What the task asks: For every line in the data below that contains "rough", copy the line.

Recorded data:
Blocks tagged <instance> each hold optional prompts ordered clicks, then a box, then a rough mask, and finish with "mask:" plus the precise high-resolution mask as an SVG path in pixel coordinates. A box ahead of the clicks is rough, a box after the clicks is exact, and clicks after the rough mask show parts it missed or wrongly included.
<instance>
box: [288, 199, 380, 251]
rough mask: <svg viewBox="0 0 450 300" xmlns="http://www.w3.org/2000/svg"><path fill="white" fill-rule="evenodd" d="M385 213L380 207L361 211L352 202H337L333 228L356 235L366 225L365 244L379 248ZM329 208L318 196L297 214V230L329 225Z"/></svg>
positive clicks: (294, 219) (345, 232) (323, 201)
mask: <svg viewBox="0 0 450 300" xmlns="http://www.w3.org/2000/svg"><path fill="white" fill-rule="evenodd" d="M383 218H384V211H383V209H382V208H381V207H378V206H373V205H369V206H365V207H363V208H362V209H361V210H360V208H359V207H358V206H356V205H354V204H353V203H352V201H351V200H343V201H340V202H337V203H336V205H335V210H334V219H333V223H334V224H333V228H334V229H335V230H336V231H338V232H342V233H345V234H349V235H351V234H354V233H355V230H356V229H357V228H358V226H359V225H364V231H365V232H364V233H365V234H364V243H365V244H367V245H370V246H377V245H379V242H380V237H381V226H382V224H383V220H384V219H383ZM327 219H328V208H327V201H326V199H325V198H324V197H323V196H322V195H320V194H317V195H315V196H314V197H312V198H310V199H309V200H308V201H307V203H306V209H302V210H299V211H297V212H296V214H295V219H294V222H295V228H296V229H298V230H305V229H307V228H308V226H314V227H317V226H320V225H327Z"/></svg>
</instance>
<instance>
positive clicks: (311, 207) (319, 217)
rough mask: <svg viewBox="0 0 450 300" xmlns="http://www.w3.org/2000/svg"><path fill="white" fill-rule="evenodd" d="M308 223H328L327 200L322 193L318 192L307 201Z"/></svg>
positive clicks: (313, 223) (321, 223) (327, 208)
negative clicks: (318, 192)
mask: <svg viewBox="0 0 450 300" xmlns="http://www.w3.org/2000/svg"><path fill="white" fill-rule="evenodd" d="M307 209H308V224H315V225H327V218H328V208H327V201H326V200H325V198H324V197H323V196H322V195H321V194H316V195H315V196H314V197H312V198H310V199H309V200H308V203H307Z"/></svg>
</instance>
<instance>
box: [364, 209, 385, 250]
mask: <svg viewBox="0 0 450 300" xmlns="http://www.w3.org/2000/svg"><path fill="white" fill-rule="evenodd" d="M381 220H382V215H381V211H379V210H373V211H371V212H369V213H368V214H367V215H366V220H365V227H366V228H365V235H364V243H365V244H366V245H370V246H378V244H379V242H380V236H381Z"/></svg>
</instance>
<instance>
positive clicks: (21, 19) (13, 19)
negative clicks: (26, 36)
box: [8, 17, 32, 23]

Task answer:
Blocks tagged <instance> each hold optional prompts ordered clicks, then a box, then a rough mask, and finish with "mask:" plus the precise high-resolution mask as an SVG path in pixel coordinates. A box ahead of the clicks is rough, a box after the clicks is exact, and clicks after the rough mask show parts it missed or wrongly included.
rough mask: <svg viewBox="0 0 450 300" xmlns="http://www.w3.org/2000/svg"><path fill="white" fill-rule="evenodd" d="M385 213L380 207L361 211L352 202H337L333 228L356 235L366 225L365 244L379 248ZM329 208L318 196L297 214V230L329 225Z"/></svg>
rough mask: <svg viewBox="0 0 450 300" xmlns="http://www.w3.org/2000/svg"><path fill="white" fill-rule="evenodd" d="M308 223H328L327 200L322 193L318 192L307 201Z"/></svg>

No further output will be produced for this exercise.